What to do | Quote every line of the data below as it stands, omitting pictures.

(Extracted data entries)
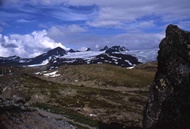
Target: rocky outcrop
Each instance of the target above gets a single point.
(169, 103)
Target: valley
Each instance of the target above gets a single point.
(86, 96)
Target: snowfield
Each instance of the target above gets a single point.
(147, 55)
(83, 55)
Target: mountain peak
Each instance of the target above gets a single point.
(116, 49)
(104, 49)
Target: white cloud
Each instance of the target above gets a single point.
(107, 23)
(28, 45)
(24, 21)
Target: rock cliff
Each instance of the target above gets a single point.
(169, 102)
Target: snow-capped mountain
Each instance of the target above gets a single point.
(115, 55)
(115, 49)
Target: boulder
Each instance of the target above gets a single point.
(169, 102)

Result below |
Target: rocky outcrop
Each instance of the target above gets a single point.
(169, 103)
Target: valley
Each instance of the target above gets a single point.
(86, 96)
Target: snowfield
Each instance of the target above gets a single point.
(147, 55)
(83, 55)
Target: mountain peak
Each instance of the target above gets a single point.
(116, 49)
(104, 49)
Target: white cloud
Each instance of the target above gets a single point.
(107, 23)
(28, 45)
(24, 21)
Target: rock cliff
Each instance of the target above gets a single point.
(169, 102)
Target: snow-capped mountain
Each instance of the target above gets a single point.
(115, 55)
(115, 49)
Target: boulder
Each instance of the target above gets a single point.
(169, 102)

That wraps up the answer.